— Tasks to complete —
• 1. In the post on word vectors, who suggested word2vec, and in what year?
• 2. Print the part of the post on word vectors that opens with the words containing "Every part - phoneme, word, sub-sentence, sentence, even" and closes with "reduction (e.g SVD).".

— Text section —
-*-

Today we will talk about the main "building block" in deep learning application for NLP - vectors.
Every part - phoneme, word, sub-sentence, sentence, even the whole document could be represented as a vector. I found it really cool.
How to get this representation?
The most straightforward way is to build a word-documents matrix. This matrix will be sparse, so the next step should be a dimensionality reduction (e.g SVD).
The main problem here is an expensive computation (computation cost scales quadratically for n x m matrix O(m x n x n) when (n < m))
Another approach is to learn vector representation directly from the data. This algorithm (named word2vec
) was suggested in 2013 by Mikolov. Actually, word2vec is a two algorithms: CBOW(continuous bag of words) and Skip-Gram. In CBOW you are predicting the word, based on words before and after. In Skip-Gram the task is opposite - context prediction based on words.

-*-

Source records
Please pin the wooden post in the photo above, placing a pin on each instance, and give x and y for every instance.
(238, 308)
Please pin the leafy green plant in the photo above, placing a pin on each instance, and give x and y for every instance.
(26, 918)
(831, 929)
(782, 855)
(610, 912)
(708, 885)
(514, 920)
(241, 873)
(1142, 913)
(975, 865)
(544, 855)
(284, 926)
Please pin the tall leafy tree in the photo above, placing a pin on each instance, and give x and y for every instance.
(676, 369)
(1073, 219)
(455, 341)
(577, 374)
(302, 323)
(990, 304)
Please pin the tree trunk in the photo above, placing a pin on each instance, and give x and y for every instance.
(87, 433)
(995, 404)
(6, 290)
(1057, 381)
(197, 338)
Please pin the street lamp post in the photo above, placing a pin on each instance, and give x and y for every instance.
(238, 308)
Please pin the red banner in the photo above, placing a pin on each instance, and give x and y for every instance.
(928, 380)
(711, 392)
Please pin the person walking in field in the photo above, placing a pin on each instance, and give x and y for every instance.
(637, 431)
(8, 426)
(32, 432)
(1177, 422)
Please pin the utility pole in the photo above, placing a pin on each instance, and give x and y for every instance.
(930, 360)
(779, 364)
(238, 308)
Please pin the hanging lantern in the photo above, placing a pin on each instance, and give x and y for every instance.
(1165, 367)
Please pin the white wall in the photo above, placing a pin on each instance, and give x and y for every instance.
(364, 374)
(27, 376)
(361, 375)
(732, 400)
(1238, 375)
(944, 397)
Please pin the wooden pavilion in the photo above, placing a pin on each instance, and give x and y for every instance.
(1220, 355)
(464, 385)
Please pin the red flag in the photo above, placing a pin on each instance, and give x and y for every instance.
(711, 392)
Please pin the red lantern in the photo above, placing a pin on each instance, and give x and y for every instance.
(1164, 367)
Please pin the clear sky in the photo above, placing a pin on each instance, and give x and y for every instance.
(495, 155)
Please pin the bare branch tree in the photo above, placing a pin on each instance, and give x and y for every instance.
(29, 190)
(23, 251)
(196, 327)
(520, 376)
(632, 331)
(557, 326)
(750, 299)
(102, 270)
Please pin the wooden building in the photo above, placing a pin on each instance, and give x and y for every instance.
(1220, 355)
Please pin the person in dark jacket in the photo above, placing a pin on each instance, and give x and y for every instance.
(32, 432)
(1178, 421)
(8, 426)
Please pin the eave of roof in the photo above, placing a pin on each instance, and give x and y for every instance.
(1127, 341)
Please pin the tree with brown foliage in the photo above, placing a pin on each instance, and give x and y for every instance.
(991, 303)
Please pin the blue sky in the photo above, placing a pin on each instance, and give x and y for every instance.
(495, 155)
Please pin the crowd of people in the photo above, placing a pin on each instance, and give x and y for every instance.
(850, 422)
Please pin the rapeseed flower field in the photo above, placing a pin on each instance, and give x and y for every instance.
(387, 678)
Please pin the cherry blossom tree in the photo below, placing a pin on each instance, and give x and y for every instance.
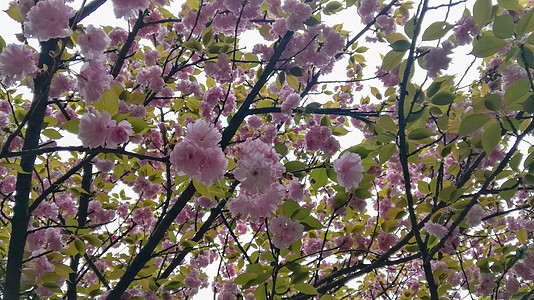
(148, 155)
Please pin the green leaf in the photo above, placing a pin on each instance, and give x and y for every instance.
(491, 137)
(419, 134)
(436, 31)
(207, 36)
(139, 126)
(320, 177)
(386, 152)
(14, 167)
(443, 97)
(493, 102)
(289, 207)
(517, 91)
(400, 46)
(409, 28)
(305, 288)
(487, 46)
(62, 270)
(14, 12)
(80, 246)
(295, 165)
(2, 44)
(332, 7)
(244, 278)
(193, 4)
(509, 4)
(391, 60)
(525, 57)
(110, 100)
(525, 23)
(482, 12)
(51, 133)
(503, 27)
(528, 104)
(193, 45)
(522, 236)
(92, 240)
(311, 223)
(472, 122)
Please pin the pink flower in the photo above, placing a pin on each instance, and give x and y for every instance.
(119, 134)
(299, 12)
(93, 127)
(259, 166)
(349, 170)
(93, 42)
(437, 230)
(475, 215)
(203, 134)
(285, 231)
(94, 80)
(367, 8)
(61, 84)
(465, 29)
(199, 154)
(436, 59)
(290, 102)
(129, 8)
(17, 62)
(49, 19)
(205, 202)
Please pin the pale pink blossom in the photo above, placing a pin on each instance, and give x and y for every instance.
(94, 80)
(259, 166)
(298, 13)
(437, 59)
(465, 28)
(205, 202)
(349, 170)
(93, 42)
(49, 19)
(199, 155)
(94, 127)
(437, 230)
(119, 134)
(367, 9)
(129, 8)
(285, 231)
(475, 215)
(61, 84)
(17, 62)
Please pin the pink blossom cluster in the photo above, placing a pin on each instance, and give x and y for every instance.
(93, 42)
(285, 231)
(367, 9)
(220, 70)
(48, 19)
(320, 138)
(99, 130)
(94, 80)
(17, 62)
(349, 170)
(465, 29)
(129, 8)
(298, 13)
(437, 230)
(199, 155)
(257, 206)
(437, 59)
(259, 166)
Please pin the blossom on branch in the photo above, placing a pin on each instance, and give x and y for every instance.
(48, 19)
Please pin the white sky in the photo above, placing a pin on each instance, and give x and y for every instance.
(104, 16)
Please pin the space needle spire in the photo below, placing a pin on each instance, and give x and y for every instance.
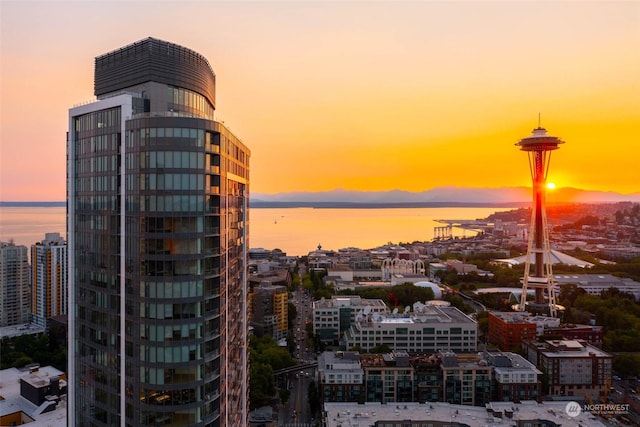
(539, 147)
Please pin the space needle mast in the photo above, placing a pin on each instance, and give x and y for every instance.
(539, 147)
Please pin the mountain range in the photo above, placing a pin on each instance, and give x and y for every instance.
(440, 196)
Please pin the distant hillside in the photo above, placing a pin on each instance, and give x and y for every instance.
(441, 196)
(437, 197)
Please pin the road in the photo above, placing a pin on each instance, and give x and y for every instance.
(297, 412)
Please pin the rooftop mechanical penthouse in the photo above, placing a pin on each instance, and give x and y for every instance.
(157, 238)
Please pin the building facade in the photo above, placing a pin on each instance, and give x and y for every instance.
(15, 298)
(269, 311)
(508, 330)
(332, 317)
(49, 279)
(431, 330)
(573, 367)
(340, 377)
(467, 379)
(157, 239)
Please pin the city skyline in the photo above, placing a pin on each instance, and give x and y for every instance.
(376, 95)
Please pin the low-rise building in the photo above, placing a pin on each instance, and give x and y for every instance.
(508, 330)
(441, 414)
(429, 330)
(573, 367)
(514, 378)
(592, 334)
(340, 377)
(388, 377)
(466, 380)
(35, 396)
(269, 311)
(332, 317)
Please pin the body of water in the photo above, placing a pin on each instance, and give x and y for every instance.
(296, 231)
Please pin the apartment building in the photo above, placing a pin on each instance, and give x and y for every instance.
(49, 279)
(429, 330)
(574, 367)
(332, 317)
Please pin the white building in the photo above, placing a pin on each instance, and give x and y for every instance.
(331, 317)
(50, 279)
(428, 330)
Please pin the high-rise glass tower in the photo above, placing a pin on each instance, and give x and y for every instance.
(157, 238)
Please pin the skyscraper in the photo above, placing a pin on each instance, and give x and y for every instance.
(539, 146)
(15, 302)
(49, 278)
(157, 214)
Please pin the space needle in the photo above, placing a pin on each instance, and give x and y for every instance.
(539, 147)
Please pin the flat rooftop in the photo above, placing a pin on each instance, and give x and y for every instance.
(11, 401)
(495, 414)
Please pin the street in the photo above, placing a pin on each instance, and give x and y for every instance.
(297, 412)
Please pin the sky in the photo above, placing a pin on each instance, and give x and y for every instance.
(358, 95)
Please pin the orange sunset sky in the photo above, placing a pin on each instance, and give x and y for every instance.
(367, 95)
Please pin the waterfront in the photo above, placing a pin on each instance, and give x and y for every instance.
(296, 231)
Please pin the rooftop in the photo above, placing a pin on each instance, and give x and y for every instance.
(495, 414)
(11, 401)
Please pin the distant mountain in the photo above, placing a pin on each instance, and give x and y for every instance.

-*-

— Outputs for the tasks —
• 1. Mikolov suggested word2vec in 2013.

• 2.
Every part - phoneme, word, sub-sentence, sentence, even the whole document could be represented as a vector. I found it really cool.
How to get this representation?
The most straightforward way is to build a word-documents matrix. This matrix will be sparse, so the next step should be a dimensionality reduction (e.g SVD).